— Prompt —
Could you edit everything from the first of the entries down to the line containing "55], [932, 200]]" so that "white blossom" replaces "white flower" and nothing else changes, then return only those lines?

— Records for the task —
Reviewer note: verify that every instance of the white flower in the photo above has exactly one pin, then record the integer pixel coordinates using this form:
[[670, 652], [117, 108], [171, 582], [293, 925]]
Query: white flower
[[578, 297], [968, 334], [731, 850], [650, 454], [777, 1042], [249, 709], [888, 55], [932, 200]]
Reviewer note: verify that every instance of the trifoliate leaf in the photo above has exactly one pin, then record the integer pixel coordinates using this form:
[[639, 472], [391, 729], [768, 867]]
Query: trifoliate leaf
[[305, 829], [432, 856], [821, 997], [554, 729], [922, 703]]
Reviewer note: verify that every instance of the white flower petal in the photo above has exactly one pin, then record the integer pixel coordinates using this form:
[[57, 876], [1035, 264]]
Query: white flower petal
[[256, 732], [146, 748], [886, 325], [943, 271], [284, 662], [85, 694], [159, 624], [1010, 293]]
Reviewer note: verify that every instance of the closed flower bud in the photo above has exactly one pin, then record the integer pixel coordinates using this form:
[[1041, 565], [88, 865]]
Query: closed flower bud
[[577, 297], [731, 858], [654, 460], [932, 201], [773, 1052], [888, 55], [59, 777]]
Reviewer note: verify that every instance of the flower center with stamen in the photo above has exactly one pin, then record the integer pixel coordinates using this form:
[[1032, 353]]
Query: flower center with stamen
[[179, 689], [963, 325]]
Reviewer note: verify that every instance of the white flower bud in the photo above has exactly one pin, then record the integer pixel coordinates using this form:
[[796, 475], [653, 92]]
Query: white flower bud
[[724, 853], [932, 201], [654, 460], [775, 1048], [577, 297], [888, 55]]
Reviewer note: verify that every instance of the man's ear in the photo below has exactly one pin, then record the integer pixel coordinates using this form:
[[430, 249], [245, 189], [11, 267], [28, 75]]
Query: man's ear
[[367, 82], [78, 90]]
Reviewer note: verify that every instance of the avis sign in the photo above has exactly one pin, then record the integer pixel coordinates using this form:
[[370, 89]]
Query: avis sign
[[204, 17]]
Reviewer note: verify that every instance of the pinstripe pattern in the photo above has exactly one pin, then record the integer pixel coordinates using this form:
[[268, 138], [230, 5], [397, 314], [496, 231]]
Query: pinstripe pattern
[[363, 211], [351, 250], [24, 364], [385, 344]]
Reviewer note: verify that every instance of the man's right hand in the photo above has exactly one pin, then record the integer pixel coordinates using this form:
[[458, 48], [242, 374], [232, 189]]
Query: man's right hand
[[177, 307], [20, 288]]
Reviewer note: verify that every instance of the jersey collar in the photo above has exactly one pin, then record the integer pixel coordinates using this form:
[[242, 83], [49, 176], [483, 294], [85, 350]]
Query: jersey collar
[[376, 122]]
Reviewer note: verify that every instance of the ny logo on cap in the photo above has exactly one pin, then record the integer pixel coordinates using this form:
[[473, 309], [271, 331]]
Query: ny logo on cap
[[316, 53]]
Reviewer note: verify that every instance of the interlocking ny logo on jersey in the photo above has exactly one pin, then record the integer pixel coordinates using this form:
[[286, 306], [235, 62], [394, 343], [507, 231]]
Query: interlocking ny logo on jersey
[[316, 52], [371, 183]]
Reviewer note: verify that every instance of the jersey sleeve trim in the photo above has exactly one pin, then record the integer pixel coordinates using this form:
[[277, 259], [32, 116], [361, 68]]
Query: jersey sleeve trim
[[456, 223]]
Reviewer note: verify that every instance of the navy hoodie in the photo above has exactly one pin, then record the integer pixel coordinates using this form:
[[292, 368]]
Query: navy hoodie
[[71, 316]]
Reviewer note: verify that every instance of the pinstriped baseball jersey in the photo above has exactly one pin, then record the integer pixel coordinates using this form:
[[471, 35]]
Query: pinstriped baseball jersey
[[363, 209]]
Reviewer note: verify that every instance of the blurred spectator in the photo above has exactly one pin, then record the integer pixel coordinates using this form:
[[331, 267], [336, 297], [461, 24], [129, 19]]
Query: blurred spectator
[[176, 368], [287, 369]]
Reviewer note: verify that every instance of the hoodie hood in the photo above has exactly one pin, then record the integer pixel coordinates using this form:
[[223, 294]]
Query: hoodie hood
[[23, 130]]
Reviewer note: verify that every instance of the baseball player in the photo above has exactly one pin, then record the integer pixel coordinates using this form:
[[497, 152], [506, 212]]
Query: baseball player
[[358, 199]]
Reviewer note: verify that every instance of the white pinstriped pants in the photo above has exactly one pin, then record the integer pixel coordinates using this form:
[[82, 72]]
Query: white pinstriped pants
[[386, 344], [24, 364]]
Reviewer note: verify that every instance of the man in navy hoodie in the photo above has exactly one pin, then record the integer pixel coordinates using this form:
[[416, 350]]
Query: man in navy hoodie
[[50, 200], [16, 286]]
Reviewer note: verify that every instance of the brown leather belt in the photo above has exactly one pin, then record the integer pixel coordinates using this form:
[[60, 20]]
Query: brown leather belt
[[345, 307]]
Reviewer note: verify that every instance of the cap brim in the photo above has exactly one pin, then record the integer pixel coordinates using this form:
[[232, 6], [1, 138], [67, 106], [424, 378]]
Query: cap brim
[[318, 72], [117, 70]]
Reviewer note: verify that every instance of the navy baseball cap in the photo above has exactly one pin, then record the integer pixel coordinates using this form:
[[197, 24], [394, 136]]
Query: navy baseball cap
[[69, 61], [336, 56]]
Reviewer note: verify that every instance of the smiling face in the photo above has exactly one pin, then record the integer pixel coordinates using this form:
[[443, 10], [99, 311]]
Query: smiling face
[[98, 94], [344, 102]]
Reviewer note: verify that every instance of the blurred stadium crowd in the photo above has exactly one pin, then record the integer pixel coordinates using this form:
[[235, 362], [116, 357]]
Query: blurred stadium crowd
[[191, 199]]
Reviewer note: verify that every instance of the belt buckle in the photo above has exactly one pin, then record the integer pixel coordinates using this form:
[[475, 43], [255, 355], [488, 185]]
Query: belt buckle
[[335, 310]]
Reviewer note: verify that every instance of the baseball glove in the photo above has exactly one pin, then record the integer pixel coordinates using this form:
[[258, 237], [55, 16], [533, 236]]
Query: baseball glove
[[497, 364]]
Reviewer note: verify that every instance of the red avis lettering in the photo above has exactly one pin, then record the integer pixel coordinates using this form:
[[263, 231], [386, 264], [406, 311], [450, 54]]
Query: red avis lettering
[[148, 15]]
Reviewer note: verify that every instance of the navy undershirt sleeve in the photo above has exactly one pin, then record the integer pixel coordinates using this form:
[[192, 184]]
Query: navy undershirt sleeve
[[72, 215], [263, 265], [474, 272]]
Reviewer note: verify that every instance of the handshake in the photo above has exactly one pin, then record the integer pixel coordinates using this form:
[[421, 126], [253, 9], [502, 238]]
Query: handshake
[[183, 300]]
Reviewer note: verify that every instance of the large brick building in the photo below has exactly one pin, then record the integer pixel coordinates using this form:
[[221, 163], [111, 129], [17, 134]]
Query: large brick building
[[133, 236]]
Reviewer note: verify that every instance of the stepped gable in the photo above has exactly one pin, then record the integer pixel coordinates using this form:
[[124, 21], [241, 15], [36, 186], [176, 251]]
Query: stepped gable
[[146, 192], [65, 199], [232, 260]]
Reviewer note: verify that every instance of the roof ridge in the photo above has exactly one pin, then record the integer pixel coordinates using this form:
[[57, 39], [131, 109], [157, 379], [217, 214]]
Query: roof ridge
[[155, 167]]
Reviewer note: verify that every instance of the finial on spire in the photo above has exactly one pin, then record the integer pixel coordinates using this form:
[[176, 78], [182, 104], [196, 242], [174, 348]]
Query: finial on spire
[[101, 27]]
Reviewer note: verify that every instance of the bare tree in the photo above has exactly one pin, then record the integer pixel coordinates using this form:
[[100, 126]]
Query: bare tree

— Full response —
Reviewer note: verify that every instance of the white blossom in the photo above has exactly one pin, then record the integer pixel coordinates using this form:
[[670, 652], [117, 108], [171, 582], [293, 925]]
Query: white blossom
[[578, 297], [968, 334], [731, 850], [650, 454], [777, 1042], [249, 709], [888, 55], [932, 200]]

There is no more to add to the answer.